Data extracted from a collection
>>>>>

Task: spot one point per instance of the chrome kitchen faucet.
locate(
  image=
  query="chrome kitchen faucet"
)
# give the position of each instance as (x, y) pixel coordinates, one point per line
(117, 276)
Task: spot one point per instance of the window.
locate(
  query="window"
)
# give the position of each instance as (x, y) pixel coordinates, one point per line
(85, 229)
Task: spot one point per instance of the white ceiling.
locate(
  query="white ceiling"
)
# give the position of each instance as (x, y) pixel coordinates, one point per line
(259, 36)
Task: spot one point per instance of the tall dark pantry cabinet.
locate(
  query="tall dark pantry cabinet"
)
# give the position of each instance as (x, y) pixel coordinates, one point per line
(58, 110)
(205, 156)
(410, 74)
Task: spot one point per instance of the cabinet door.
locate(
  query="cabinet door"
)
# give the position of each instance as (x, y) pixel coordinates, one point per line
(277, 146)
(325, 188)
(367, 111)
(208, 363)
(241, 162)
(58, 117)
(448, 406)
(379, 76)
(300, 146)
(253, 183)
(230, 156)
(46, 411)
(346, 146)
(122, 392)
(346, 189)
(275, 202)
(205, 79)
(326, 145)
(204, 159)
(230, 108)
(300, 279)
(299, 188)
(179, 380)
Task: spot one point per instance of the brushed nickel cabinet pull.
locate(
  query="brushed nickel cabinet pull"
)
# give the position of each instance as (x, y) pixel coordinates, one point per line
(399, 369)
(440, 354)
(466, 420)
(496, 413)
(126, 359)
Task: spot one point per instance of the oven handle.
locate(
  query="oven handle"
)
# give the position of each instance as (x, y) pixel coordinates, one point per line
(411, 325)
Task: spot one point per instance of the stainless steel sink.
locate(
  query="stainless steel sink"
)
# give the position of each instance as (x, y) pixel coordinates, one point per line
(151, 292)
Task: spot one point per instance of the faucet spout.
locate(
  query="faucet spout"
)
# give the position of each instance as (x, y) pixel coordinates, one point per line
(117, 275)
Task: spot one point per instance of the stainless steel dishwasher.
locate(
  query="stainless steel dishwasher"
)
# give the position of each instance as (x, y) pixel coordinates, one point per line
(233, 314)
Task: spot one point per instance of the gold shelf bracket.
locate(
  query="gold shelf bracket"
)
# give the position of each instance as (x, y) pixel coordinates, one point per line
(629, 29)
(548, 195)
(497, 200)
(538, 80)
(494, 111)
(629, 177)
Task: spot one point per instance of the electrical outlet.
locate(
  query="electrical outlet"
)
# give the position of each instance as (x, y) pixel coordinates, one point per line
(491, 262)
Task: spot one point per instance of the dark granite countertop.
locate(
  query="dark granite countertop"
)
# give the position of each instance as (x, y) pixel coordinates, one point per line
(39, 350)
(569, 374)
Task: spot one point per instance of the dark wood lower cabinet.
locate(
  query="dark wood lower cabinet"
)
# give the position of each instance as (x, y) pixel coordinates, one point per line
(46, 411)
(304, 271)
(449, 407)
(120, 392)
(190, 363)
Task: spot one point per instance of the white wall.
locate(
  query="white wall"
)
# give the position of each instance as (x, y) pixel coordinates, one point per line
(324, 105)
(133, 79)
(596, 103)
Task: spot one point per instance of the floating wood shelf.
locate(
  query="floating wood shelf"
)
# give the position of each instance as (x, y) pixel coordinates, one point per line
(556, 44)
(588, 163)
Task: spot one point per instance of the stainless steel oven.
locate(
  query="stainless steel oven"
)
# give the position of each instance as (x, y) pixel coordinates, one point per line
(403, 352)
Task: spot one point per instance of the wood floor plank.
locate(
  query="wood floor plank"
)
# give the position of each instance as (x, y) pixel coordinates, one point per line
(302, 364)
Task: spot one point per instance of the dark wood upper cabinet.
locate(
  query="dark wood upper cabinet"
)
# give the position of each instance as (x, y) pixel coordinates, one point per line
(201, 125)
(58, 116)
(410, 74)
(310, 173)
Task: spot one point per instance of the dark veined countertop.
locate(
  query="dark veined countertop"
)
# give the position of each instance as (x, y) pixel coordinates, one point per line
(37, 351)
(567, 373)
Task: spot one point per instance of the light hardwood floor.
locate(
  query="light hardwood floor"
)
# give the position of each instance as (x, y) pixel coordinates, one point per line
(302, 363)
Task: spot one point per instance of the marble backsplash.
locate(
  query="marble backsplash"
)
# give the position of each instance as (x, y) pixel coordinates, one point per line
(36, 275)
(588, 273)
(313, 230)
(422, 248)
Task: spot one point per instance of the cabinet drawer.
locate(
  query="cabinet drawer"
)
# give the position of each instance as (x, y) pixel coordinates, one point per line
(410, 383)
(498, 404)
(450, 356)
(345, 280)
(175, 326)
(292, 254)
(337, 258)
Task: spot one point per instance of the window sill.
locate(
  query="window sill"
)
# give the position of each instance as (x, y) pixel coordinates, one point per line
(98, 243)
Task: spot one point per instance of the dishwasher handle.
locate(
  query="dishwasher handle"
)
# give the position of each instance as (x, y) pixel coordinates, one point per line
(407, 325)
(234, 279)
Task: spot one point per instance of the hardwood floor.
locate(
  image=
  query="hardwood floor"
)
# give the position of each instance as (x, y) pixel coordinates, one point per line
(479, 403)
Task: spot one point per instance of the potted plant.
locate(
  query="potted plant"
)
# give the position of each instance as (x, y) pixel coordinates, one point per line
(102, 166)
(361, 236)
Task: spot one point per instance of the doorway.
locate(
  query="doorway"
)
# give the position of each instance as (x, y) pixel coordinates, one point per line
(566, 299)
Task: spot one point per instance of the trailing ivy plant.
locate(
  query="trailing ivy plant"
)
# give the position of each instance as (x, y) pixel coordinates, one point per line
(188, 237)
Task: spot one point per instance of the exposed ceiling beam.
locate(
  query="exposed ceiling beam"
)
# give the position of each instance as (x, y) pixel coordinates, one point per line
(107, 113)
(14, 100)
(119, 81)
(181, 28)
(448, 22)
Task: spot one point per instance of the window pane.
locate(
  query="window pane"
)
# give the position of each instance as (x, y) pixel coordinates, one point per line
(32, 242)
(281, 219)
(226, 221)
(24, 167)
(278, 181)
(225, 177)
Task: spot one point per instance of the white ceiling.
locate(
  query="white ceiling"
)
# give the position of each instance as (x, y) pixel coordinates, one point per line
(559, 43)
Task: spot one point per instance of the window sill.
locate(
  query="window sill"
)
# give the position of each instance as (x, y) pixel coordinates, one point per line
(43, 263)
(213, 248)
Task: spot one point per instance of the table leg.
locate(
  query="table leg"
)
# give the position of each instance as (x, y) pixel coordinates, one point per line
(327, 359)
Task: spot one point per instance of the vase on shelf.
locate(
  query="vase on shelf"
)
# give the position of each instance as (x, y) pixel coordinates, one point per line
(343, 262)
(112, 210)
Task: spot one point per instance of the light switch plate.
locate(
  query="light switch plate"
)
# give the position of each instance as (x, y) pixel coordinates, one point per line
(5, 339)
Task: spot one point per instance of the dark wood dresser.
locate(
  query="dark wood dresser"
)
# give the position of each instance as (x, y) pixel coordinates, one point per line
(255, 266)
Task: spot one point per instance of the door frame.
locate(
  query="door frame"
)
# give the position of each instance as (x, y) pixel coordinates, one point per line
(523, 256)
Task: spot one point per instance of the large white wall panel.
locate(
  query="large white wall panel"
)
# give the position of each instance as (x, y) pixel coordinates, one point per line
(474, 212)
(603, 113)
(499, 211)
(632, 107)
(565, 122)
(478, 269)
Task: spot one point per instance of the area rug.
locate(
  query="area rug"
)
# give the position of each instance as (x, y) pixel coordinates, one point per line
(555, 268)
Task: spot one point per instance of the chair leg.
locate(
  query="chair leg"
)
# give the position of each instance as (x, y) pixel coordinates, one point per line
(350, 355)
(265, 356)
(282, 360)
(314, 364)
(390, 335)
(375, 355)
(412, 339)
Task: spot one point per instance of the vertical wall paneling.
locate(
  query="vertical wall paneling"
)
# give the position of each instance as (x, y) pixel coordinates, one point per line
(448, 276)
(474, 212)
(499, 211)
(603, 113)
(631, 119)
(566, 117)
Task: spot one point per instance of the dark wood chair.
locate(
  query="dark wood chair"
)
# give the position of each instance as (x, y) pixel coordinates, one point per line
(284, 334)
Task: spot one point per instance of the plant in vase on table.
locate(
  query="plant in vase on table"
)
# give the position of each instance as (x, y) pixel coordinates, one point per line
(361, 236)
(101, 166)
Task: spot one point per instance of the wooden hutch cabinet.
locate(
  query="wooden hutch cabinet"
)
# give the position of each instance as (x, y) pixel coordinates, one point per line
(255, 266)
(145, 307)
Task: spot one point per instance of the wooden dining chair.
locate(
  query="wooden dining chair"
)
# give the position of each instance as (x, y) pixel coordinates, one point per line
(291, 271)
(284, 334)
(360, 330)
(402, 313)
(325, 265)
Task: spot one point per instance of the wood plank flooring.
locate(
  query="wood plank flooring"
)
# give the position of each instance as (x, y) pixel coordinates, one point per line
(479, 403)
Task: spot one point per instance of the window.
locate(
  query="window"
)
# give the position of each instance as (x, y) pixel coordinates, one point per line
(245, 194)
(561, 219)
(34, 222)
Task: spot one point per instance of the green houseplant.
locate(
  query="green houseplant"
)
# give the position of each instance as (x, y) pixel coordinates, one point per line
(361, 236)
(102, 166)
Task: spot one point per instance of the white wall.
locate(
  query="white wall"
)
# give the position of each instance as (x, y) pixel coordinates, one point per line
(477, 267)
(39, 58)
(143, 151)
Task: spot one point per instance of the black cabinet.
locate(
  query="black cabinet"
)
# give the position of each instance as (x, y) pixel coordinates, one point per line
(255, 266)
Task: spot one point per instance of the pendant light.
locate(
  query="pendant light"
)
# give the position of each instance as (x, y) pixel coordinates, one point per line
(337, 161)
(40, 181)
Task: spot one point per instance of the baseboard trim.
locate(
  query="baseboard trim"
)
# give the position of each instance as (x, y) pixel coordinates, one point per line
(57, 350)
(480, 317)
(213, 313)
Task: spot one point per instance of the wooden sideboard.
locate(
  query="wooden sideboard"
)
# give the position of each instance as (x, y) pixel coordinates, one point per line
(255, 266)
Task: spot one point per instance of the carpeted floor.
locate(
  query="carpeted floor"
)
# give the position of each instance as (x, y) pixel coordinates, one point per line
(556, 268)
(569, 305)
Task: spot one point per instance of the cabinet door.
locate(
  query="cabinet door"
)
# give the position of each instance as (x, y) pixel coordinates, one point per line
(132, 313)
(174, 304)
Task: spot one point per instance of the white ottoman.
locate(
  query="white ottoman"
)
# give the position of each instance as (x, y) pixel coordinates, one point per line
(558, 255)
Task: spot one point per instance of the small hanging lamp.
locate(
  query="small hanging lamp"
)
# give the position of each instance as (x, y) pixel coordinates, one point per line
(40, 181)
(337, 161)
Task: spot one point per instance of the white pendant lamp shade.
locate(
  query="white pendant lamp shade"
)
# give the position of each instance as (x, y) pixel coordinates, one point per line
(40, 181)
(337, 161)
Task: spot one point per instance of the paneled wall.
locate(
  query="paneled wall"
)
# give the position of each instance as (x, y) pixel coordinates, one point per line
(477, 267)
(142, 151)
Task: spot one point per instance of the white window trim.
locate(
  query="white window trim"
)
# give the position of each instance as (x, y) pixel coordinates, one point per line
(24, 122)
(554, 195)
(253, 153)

<<<<<

THE EXERCISE - Every line from the one holding "Task: spot one point per instance of the small" through the final line of the listing must be echoed exactly; leave out all other lines.

ANSWER TO THE PROBLEM -
Task: spot one point per instance of the small hanging lamp.
locate(
  query="small hanging lamp"
)
# give the position of each instance as (x, y) pixel coordinates, one point per line
(40, 181)
(337, 161)
Task: spot one point per instance of the white pendant lamp shade.
locate(
  query="white pendant lamp shade"
)
# give the position of each instance as (x, y) pixel coordinates, one point per line
(40, 181)
(337, 161)
Task: spot one point per instance of the paneled wall.
locate(
  query="paneled wall"
)
# give the position of each instance as (x, y) pixel coordinates, one point per line
(477, 267)
(142, 151)
Task: spot one point per instance of the white window trim.
locate(
  query="white window trim"
)
# give the position of each instance as (x, y) pixel coordinates, one point per line
(24, 122)
(554, 195)
(253, 153)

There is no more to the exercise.